[Wyodrębnione wpisy danych]
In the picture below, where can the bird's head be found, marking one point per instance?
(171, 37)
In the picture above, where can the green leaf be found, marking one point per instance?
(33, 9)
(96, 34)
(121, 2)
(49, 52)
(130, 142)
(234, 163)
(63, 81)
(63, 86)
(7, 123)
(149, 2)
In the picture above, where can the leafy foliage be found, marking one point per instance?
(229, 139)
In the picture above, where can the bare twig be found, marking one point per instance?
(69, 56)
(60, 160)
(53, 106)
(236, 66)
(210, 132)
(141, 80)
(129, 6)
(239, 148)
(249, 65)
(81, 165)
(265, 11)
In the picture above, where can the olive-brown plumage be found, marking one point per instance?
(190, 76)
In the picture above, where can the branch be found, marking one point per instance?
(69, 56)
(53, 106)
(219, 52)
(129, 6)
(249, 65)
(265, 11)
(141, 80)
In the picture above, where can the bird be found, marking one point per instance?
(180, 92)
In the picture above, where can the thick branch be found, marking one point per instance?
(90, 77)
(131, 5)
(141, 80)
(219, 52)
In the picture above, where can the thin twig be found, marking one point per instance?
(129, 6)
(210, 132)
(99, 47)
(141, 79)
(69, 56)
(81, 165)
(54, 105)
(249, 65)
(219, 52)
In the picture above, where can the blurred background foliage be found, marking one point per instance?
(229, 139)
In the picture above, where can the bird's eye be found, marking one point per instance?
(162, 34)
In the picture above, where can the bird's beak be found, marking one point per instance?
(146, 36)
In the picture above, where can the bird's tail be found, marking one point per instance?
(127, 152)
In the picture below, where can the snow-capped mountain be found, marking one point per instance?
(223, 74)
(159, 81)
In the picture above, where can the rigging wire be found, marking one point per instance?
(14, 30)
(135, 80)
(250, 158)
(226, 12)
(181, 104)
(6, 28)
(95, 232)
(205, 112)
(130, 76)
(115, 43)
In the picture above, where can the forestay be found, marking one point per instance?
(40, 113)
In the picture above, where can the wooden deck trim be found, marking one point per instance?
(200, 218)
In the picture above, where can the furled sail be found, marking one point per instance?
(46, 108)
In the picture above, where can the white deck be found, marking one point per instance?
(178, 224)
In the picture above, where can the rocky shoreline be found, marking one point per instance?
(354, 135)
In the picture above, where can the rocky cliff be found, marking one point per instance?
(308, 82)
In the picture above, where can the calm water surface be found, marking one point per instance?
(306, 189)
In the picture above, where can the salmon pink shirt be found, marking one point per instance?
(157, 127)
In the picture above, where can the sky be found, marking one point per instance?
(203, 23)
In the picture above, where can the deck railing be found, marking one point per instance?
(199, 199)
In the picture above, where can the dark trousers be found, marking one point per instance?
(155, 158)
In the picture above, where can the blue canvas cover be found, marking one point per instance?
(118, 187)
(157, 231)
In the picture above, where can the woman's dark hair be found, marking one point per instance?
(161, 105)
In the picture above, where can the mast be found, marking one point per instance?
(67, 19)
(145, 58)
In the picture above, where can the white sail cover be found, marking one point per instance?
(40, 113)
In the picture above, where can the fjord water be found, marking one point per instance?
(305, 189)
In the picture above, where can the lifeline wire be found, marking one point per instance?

TREŚĆ POLECENIA> Przepisz wszystkie powyższe wiersze dokładnie w tej samej postaci, bez żadnych zmian.

ODPOWIEDŹ NA POLECENIE>
In the picture below, where can the bird's head be found, marking one point per instance?
(171, 37)
In the picture above, where can the green leaf be found, marking one point per instance?
(33, 9)
(96, 34)
(121, 2)
(49, 52)
(130, 142)
(234, 163)
(63, 81)
(63, 86)
(7, 123)
(149, 2)
In the picture above, where can the leafy foliage be found, marking one point per instance?
(229, 139)
In the picture above, where can the bare twig be found, marking one point per instance?
(69, 56)
(60, 160)
(53, 106)
(236, 66)
(210, 132)
(141, 80)
(129, 6)
(239, 148)
(249, 65)
(81, 165)
(265, 11)
In the picture above, where can the olive-brown plumage be found, marking one point per instance?
(190, 76)
In the picture above, where can the branch be found, marking one point per instance?
(69, 56)
(53, 106)
(219, 52)
(129, 6)
(249, 65)
(265, 11)
(141, 80)
In the picture above, where can the bird be found, marking one point per instance?
(180, 92)
In the picture above, where can the thick branch be found, marking one point per instance?
(90, 77)
(131, 5)
(141, 80)
(219, 52)
In the picture above, where can the thin twig be found, marking one point per instance?
(129, 6)
(210, 132)
(99, 47)
(141, 79)
(69, 56)
(81, 165)
(54, 105)
(249, 65)
(219, 52)
In the picture above, where can the blurred background foliage be found, marking one point per instance?
(229, 139)
In the picture above, where can the bird's eye be found, marking one point per instance?
(162, 34)
In the picture above, where can the bird's beak be found, marking one point per instance?
(146, 36)
In the picture above, where can the bird's tail be found, marking one point per instance?
(127, 152)
In the picture below, where can the snow-capped mountain be found, marking one point per instance?
(223, 74)
(159, 81)
In the picture above, where can the rigging wire be found, marking one point per instance?
(14, 30)
(135, 80)
(250, 158)
(226, 12)
(181, 104)
(6, 28)
(95, 232)
(205, 112)
(130, 76)
(115, 43)
In the picture above, where can the forestay be found, marking one point per instance?
(40, 113)
In the picture above, where can the wooden deck trim be found, marking one point per instance?
(200, 218)
In the picture above, where can the furled sail be found, marking one point per instance?
(46, 108)
In the picture above, where can the white deck be found, marking one point per instance?
(178, 224)
In the picture above, where can the rocky shoreline be found, marking one point per instance?
(354, 135)
In the picture above, where can the rocky cliff be found, marking one point per instance?
(308, 82)
In the picture above, where can the calm water surface be found, marking one point per instance?
(306, 189)
In the picture above, where can the salmon pink shirt be found, marking one point per instance?
(157, 127)
In the picture above, where can the sky be found, marking one point per instance?
(203, 23)
In the picture above, where can the deck railing be found, marking one point per instance?
(199, 199)
In the picture above, where can the dark trousers be found, marking one point per instance?
(155, 158)
In the picture above, where can the blue canvas cover be found, marking one point per instance?
(118, 187)
(157, 231)
In the picture above, where can the woman's dark hair be found, marking one point per instance?
(161, 105)
In the picture above, where can the mast be found, marking one point per instance?
(67, 19)
(145, 58)
In the picture above, where can the white sail cover be found, marking one point per instance?
(40, 113)
In the picture above, where can the fjord water be found, marking one point per instance?
(305, 189)
In the picture above, where can the lifeline wire be found, marking one point per instance?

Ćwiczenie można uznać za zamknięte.